## What the exercise asks
Reproduce nothing but the closing run of lines: the line with "For the dataset, pick out the green glass" and each line that follows it to the end of the data.
---
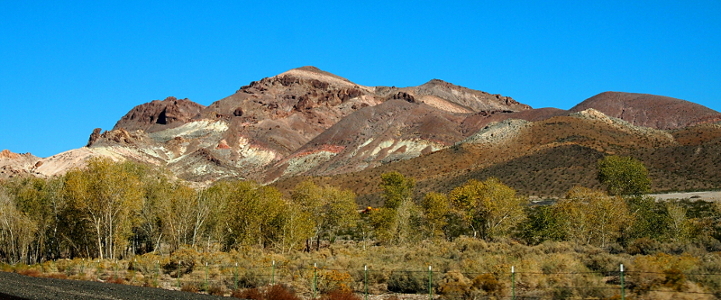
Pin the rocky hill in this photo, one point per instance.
(308, 123)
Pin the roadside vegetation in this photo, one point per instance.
(128, 223)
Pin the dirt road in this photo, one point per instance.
(18, 287)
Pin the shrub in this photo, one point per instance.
(217, 290)
(408, 282)
(189, 287)
(252, 293)
(279, 292)
(340, 295)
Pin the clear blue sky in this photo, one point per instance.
(67, 67)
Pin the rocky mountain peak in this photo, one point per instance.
(160, 115)
(647, 110)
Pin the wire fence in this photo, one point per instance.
(312, 280)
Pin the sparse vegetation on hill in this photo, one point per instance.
(178, 237)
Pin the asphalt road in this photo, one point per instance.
(18, 287)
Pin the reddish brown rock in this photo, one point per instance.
(159, 115)
(650, 110)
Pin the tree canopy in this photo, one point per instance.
(623, 175)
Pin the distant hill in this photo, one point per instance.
(308, 123)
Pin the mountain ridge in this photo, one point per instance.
(309, 122)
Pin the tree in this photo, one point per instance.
(490, 207)
(589, 216)
(251, 216)
(541, 225)
(110, 197)
(39, 200)
(396, 189)
(623, 175)
(17, 231)
(330, 210)
(399, 213)
(436, 208)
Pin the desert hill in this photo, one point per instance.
(650, 110)
(308, 123)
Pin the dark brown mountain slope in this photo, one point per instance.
(547, 158)
(650, 110)
(159, 115)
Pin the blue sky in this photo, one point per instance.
(67, 67)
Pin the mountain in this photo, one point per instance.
(308, 123)
(650, 110)
(290, 124)
(14, 164)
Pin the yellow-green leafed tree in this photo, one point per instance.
(17, 231)
(489, 207)
(292, 228)
(108, 195)
(624, 175)
(589, 216)
(436, 208)
(330, 210)
(251, 213)
(177, 207)
(401, 214)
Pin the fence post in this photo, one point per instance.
(157, 273)
(177, 273)
(430, 283)
(623, 288)
(315, 278)
(115, 267)
(365, 281)
(206, 276)
(513, 282)
(235, 278)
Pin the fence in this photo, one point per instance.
(312, 280)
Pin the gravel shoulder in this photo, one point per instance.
(16, 286)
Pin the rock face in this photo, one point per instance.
(653, 111)
(303, 121)
(159, 115)
(14, 164)
(310, 122)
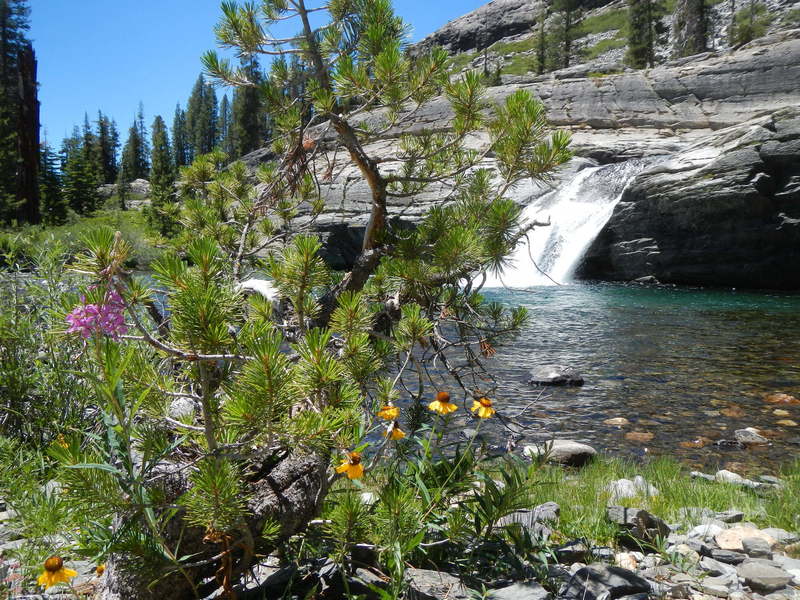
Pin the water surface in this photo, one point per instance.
(682, 364)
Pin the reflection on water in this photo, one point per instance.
(679, 363)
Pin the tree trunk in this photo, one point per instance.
(691, 27)
(289, 492)
(28, 139)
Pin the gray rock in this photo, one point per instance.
(528, 520)
(565, 452)
(727, 556)
(573, 552)
(626, 488)
(549, 511)
(435, 585)
(638, 523)
(750, 435)
(747, 236)
(182, 408)
(715, 567)
(596, 582)
(756, 547)
(730, 516)
(763, 578)
(705, 532)
(781, 535)
(521, 591)
(555, 375)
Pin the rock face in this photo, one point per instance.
(726, 211)
(720, 207)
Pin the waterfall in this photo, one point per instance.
(577, 211)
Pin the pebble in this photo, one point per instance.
(756, 547)
(731, 539)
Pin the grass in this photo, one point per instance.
(603, 46)
(131, 224)
(583, 497)
(605, 21)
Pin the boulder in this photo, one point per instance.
(762, 577)
(565, 452)
(756, 547)
(520, 591)
(637, 523)
(599, 581)
(750, 435)
(434, 585)
(731, 539)
(555, 375)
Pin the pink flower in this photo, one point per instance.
(107, 318)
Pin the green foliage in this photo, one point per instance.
(161, 215)
(750, 22)
(646, 31)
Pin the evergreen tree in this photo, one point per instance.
(19, 116)
(107, 144)
(248, 113)
(134, 153)
(224, 127)
(749, 23)
(540, 64)
(180, 139)
(645, 31)
(143, 150)
(53, 203)
(690, 27)
(79, 174)
(564, 31)
(201, 118)
(162, 181)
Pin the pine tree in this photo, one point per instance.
(645, 32)
(248, 113)
(565, 29)
(540, 64)
(107, 144)
(53, 203)
(749, 23)
(19, 116)
(690, 27)
(224, 127)
(180, 139)
(162, 180)
(79, 175)
(201, 118)
(143, 151)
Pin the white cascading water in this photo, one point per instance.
(577, 211)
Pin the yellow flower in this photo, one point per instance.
(389, 412)
(483, 406)
(55, 572)
(352, 466)
(394, 432)
(442, 404)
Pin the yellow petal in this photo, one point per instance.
(355, 471)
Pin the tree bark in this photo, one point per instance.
(289, 492)
(691, 27)
(28, 139)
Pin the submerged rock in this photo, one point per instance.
(599, 581)
(565, 452)
(555, 375)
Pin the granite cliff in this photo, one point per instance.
(722, 204)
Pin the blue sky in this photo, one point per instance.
(109, 55)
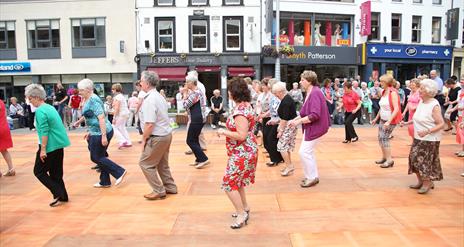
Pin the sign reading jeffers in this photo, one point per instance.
(318, 55)
(15, 67)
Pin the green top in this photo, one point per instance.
(48, 123)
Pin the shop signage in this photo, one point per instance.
(409, 51)
(365, 18)
(15, 67)
(318, 55)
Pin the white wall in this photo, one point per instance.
(386, 8)
(182, 12)
(120, 25)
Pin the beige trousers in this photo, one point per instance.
(154, 162)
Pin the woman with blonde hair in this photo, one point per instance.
(120, 116)
(424, 157)
(389, 115)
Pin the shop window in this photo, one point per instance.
(199, 30)
(233, 33)
(198, 2)
(164, 3)
(416, 29)
(232, 2)
(88, 32)
(396, 27)
(327, 30)
(43, 33)
(7, 35)
(436, 29)
(165, 34)
(375, 26)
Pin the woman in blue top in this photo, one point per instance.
(99, 136)
(53, 139)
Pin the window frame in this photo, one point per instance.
(224, 3)
(418, 29)
(191, 4)
(157, 47)
(208, 31)
(157, 4)
(224, 34)
(50, 34)
(399, 26)
(378, 25)
(8, 47)
(81, 32)
(439, 29)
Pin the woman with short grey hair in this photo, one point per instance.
(424, 157)
(286, 134)
(53, 139)
(99, 136)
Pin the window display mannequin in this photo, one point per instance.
(317, 34)
(337, 34)
(299, 39)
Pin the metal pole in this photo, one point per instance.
(277, 65)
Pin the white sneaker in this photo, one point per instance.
(202, 164)
(119, 180)
(98, 185)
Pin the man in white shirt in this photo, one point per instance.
(202, 88)
(156, 140)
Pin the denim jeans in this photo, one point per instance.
(99, 155)
(193, 141)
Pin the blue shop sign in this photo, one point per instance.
(409, 51)
(15, 67)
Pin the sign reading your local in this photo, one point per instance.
(409, 51)
(15, 67)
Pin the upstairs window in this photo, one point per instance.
(43, 34)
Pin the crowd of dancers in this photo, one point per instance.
(257, 108)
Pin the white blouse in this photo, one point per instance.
(423, 120)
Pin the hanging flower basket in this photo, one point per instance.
(269, 51)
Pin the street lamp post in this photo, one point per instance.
(277, 38)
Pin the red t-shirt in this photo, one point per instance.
(75, 101)
(350, 101)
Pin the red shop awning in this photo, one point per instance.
(170, 73)
(241, 71)
(208, 69)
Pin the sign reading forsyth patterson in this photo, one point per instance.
(409, 51)
(318, 55)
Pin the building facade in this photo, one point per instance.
(52, 41)
(329, 36)
(219, 39)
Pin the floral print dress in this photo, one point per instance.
(243, 155)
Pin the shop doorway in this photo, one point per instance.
(212, 81)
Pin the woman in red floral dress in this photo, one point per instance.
(242, 150)
(5, 140)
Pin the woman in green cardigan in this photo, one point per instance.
(52, 140)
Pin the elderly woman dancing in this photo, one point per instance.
(285, 133)
(53, 139)
(241, 149)
(390, 116)
(99, 136)
(424, 157)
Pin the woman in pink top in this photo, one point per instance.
(413, 101)
(133, 103)
(352, 104)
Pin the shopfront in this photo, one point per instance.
(213, 69)
(327, 62)
(405, 61)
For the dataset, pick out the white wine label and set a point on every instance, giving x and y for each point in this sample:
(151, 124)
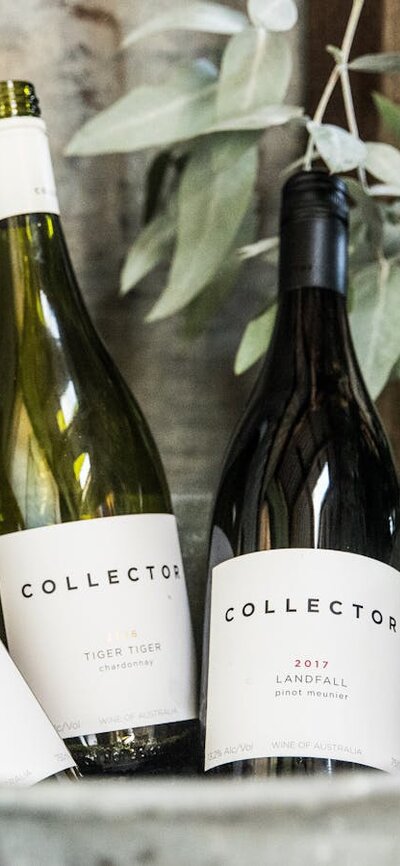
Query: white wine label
(27, 186)
(304, 659)
(30, 749)
(97, 620)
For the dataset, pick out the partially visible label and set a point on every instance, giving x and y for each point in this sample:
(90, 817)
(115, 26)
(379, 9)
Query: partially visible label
(304, 659)
(30, 749)
(97, 620)
(27, 180)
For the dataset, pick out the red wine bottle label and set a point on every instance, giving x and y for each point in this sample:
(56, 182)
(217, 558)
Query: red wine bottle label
(27, 186)
(30, 749)
(304, 659)
(97, 620)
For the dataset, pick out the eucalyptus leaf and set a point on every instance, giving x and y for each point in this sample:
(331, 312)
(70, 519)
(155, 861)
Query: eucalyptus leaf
(336, 53)
(214, 295)
(389, 112)
(208, 302)
(255, 340)
(261, 118)
(384, 62)
(384, 189)
(375, 322)
(151, 247)
(383, 161)
(273, 14)
(370, 214)
(255, 72)
(261, 247)
(340, 150)
(152, 115)
(395, 372)
(206, 17)
(214, 195)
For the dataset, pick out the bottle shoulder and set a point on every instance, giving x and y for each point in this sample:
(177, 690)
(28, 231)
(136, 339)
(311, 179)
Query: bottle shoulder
(319, 473)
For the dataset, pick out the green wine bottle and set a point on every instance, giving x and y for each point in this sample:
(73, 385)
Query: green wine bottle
(30, 748)
(92, 590)
(301, 660)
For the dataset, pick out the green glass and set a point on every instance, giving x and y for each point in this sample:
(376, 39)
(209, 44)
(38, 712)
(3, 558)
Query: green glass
(75, 444)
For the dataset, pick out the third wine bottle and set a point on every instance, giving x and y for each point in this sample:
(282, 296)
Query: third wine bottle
(301, 666)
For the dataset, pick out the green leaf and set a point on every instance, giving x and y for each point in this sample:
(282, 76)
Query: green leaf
(261, 118)
(260, 248)
(375, 322)
(370, 214)
(255, 340)
(152, 246)
(377, 63)
(152, 115)
(273, 14)
(336, 53)
(389, 112)
(213, 296)
(206, 17)
(340, 150)
(255, 72)
(214, 195)
(395, 372)
(383, 161)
---
## Response
For the dataset, pick out the green glass and set a point on every instance, giving x and y for each point in this sample:
(376, 39)
(209, 44)
(38, 712)
(3, 558)
Query: green glass
(75, 444)
For the dataset, pick out the third wine bottle and set a point on every instance, giving x and y for each point in this sample:
(282, 296)
Query: third wine bottle
(301, 666)
For the dataset, pick out the green leaf and set a point on every instance, giving x and y for each point in this sample:
(282, 76)
Query: green leaf
(261, 118)
(260, 248)
(375, 322)
(370, 214)
(255, 340)
(152, 246)
(377, 63)
(152, 115)
(273, 14)
(336, 53)
(389, 112)
(213, 296)
(206, 17)
(340, 150)
(255, 72)
(214, 195)
(395, 372)
(383, 161)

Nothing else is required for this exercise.